Location annotation dataset excerpts
= = =

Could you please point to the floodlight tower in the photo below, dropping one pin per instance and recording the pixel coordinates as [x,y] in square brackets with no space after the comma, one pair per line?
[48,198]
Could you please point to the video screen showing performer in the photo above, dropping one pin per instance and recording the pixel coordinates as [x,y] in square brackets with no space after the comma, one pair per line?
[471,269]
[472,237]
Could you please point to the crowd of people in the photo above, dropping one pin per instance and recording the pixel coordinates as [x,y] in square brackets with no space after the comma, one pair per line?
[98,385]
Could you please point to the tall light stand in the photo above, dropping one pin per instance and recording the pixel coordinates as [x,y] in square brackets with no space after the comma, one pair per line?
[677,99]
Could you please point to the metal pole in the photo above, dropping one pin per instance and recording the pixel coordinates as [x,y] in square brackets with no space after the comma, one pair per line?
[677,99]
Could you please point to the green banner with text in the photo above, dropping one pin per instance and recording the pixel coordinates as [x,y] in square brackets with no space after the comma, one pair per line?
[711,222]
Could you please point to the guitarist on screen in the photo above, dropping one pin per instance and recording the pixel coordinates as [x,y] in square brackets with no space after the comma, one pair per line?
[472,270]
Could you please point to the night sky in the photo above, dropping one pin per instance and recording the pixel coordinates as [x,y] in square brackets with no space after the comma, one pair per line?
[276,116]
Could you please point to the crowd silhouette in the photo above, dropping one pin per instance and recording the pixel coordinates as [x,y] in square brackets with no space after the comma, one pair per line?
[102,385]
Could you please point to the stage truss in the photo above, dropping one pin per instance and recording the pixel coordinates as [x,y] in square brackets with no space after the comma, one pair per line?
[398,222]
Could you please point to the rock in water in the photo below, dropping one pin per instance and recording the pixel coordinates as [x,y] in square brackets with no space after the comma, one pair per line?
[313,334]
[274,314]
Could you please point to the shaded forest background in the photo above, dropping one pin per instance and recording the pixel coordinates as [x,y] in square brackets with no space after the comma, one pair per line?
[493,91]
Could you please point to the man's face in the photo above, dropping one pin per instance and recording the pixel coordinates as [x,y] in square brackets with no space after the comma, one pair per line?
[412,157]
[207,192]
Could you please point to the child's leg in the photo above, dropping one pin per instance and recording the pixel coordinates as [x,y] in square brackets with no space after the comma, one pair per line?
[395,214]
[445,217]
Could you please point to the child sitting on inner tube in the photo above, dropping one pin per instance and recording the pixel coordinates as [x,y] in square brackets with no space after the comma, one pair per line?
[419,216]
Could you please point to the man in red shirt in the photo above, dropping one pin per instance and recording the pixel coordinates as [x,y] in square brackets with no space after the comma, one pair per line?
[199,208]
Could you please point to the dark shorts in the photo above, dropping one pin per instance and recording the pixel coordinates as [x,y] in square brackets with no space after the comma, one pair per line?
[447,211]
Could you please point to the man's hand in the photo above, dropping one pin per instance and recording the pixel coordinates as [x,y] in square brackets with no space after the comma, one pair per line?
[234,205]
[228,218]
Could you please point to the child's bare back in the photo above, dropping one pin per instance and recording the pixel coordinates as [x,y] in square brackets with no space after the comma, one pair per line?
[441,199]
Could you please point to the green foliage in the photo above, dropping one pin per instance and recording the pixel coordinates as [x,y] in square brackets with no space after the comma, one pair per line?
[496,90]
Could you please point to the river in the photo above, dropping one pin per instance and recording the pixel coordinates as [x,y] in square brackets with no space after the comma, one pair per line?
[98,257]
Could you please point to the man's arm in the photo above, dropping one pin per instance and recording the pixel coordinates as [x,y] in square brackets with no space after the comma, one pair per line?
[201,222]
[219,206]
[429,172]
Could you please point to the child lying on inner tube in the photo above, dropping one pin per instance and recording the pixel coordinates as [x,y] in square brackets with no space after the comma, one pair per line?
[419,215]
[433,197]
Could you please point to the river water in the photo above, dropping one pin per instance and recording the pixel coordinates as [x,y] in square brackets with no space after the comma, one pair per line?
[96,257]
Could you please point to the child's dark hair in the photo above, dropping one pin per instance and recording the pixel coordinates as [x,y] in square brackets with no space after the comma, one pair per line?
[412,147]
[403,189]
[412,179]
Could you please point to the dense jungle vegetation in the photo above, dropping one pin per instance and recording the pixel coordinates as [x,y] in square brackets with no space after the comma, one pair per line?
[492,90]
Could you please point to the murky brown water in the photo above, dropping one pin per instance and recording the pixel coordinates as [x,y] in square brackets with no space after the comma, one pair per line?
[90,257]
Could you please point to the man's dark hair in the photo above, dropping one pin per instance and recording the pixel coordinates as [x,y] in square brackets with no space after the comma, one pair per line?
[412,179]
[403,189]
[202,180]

= = =

▶ _TO BE DONE_:
Recast the rows above as a two-column CSV with the headers "text" and "answer", giving each row one line with its wording and its answer in separately quoted fields. Replace any line breaks inside a field with spaces.

▶ _EXPECTED ANSWER_:
text,answer
"Could you please point to the floodlight tower in the photo below, dropping one pin per instance and recording the pixel coordinates as [x,y] in square brackets with no space after the comma, one pair per line?","[48,198]"
"Could you please point to the video screen showing performer in the photo above, dropping one pin per instance and recording the pixel coordinates as [x,y] in square brackets with no space after the comma, one pair per line?","[471,269] [472,237]"
"Could you please point to the crowd of people in the photo above, dropping one pin per instance and recording the pixel coordinates as [x,y] in square brackets with no space after the comma, one pair per line?","[98,385]"
"Could you please point to the tall light stand in the photo above, dropping one pin per instance and recording the pixel coordinates as [x,y] in square brackets with no space after the comma, one pair per line?","[677,99]"
"Could you please point to the metal pole in the photo above, dropping one pin per instance and recording the pixel coordinates as [x,y] in square brackets with no space after the comma, one pair per line?","[677,99]"
"Could you please point to the green banner with text in the photo above, dropping one pin per instance and recording the pixel coordinates as [x,y] in square brackets with no space after the comma, one pair per line?","[711,222]"
"Could you please point to the guitarist on screen in the photo above, dropping one pin per instance and recording the pixel coordinates as [x,y] in square brackets with no space after the comma, one pair per line?","[472,270]"
"Could you please point to the night sky in the photo above, dropping one pin per instance and recording the pixel coordinates as [x,y] in square brackets with no space after the comma, one pair per line?","[276,116]"
"Could you please point to the crowd silhouette in the photo above, dropping one pin per instance and recording the pixel coordinates as [x,y] in square brackets with no space after the comma, one pair per line?","[102,385]"
"Could you please point to the stage truss in the photo above, dropping one pin per instance and recording the pixel coordinates as [x,y] in square brackets with no space after the comma, one pair per line?","[398,222]"
"Could you please point to the rock in water in the photo below, dropping one pin per instance and recording the pixel coordinates as [x,y] in square brackets with no space after the comma, one pair per line?","[313,334] [274,314]"
"Could you please point to the shaded forest background in the photo above, dropping one pin per instance and recording the pixel coordinates as [x,y] in square brackets with no space after the comma, one pair per line?","[493,91]"
"Could you please point to the man's face in the photo above, dropping one pin per instance and recording the pixel coordinates as [x,y] in square brackets with no space after the comma, one pair per line?","[412,157] [207,192]"
"Could you please point to the child's leg in the photo above, dropping one pin per instance and recording the pixel coordinates as [x,y] in square brackets with no space after the comma, one pair per line?","[395,214] [445,217]"
"Could you please point to the child sitting on inner tube in the photo above, dropping one pin per instance and recording the pixel coordinates as [x,y] in square brackets with no space after the comma, one pair per line?","[419,216]"
"Could you please point to the man in red shirt in the photo above, dropping one pin per instance and recording the pixel coordinates as [x,y] in square brackets with no space after the comma, one pair per line?","[199,208]"
"Could you please point to the dark shorts in the photo above, dropping one pin per instance and recording the pixel coordinates as [x,y] in square brackets with no space after the comma, one pair per line?","[447,211]"
"Could you please point to the man's hand in the photo above, dropping one pin per instance and recording the pixel coordinates as [x,y] in square brackets with no space after the comma, one pair per line?","[234,205] [228,218]"
"Could you please point to the child's bare back in the photo above, dropping one pin per instance and recording the pixel coordinates as [x,y] in square brackets with no space after the comma, one pair per line?","[441,199]"
"Could you please point to the green foliage in the photo above, dropping one pin per instance and recording the pixel coordinates as [x,y] in square brackets with no space after the comma, one pair per line?","[496,90]"
"Could you please point to the river in the photo above, dropping one pin per instance and recording the pixel coordinates as [x,y] in square brackets with no space after the comma, one pair per line?","[98,257]"
"Could you please point to the man's arm in the photo above, dropping one pin per instance and recording the pixel coordinates as [x,y] in square brackets with no space after the comma, one pair per line?","[201,222] [219,206] [429,172]"
"Could you please point to the child lying on inner tube in the photo above, dropping one pin per instance and recording the pixel coordinates as [x,y] in square brackets with no space after the comma, one pair per line?","[419,215] [433,197]"
"Could you please point to the river water in the photo above, dropping one pin per instance and recording the pixel coordinates as [x,y] in square brackets with no space after the comma, one pair per line?","[96,257]"
"Could you please point to the child's dark hair in the photo above, dropping one pin per instance and recording the pixel coordinates as [x,y] in square brackets with no space after the comma, one pair per line?","[412,147] [403,189] [412,179]"
"Could you please point to the dense jungle vegetation in the photo above, dropping one pin per instance and recording the pixel coordinates as [x,y] in square brackets with no space after the comma, one pair per line?","[492,90]"
"Could you please point to the murky brown water in the photo above, dropping one pin per instance and recording the pixel coordinates as [x,y] in square brackets with no space after the comma, one pair per line?","[90,257]"
"Could you please point to the man's dark hair in the photo above, dropping one pin per instance and recording the pixel coordinates as [x,y] in square brackets with no space after the comma, one pair per line?","[412,179] [403,189] [202,180]"